REQUIRED WORK:
**a)** In the review of the novel Great House, copy the stretch from "Then we have" through "it gets confusing.".
**b)** According to the review of Great House, which chapter shifts the narration from first person to second person?
**c)** Carry the review of Great House forward from its final sentence.

It was a promising beginning, for the opening chapter “All Rise”. The narrator addresses to Your Honor confessing a break-up with her boyfriend, R, in the winter of 1972. Initially, I thought Nicole Krauss’s new novel was a collection of short stories, which in my opinion would have worked out much better. Comes the second chapter “True Kindness” when the narration switches from first person to second. That is unusual. Because there are only a few novels that tell a story involving you – the reader – throughout the plot. It is refreshing, even though this second chapter seems depressing. It is a story told from a father’s perspective. You are his first son and you have a brother. There is a funeral for his wife. And your father recounts the memory of your upbringing, how different you are from your brother, and how you and your father never get along (it does read a bit odd being referred as you, doesn’t it?) At that point, I still thought that “Great House” was a collection of short stories, a genre I adore reading lately.
Then we have “Swimming Holes”. A story told by an old husband in the first person perspective, on his soon to be dead wife, and a secret kept by his wife soon to be revealed – she has a son whom she was given away at birth. And there and then, a connection back to the first chapter “All Rise” with a Chilean poet. Or is it? Fourth chapter “Lies Told by Children” is a story – again in first person – about a girl having a brief relationship with a boy who has a sister. The focus of the story appears to be the siblings’ father, who is an antique collector. Linking these four stories is an old desk (it could be one, it could be different ones – I cannot tell). There is where it gets confusing.

RECORDED INFORMATION:
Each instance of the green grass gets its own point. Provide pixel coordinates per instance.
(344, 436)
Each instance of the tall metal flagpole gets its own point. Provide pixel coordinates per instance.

RESULTS OF THE EXERCISE:
**a)**
Then we have “Swimming Holes”. A story told by an old husband in the first person perspective, on his soon to be dead wife, and a secret kept by his wife soon to be revealed – she has a son whom she was given away at birth. And there and then, a connection back to the first chapter “All Rise” with a Chilean poet. Or is it? Fourth chapter “Lies Told by Children” is a story – again in first person – about a girl having a brief relationship with a boy who has a sister. The focus of the story appears to be the siblings’ father, who is an antique collector. Linking these four stories is an old desk (it could be one, it could be different ones – I cannot tell). There is where it gets confusing.

**b)** The second chapter, "True Kindness."

**c)**
These four stories confuse me because they do appear to be independent. The linkage could well be symbolic. It is also hard to remember the narrator’s names (or even some characters who are not frequently mentioned but plays a role to the story). If “Great House” was a collection of short stories, one could get immersed into one story, expect it to have an abstract ending, without the need to memorize the characters, and move onto the next one. It is like admiring a beautiful garden instead of navigating through a jungle. To read “Great House” as a novel requires a fair bit of thinking. If I was to read it again (less likely to be so), I would start to write notes as I progress. On the characters, the relationships, the objects, the events, the locations, and the timelines.
First four chapters of the book contribute to part one. In part two, the chapter titles almost resemble the previous part: True Kindness, All Rise, Swimming Holes, and Weisz. To add onto the reading complexity, one has to link the two parts as well. Nicole Krauss is a witty writer. No doubt about it. Her prose is beautiful, although some of the airy scripts that devote to emotions and feelings may at times lose me. Because I prefer to see a good balance of actions and internal thoughts. Also, the entire book has no conversational dialogs. There are dialogs in the form of thoughts. And the difference between the two is interactiveness. Reading how one thinks is different from seeing how two converse. Hence in summary, I feel the novel is a bit dry for me to read.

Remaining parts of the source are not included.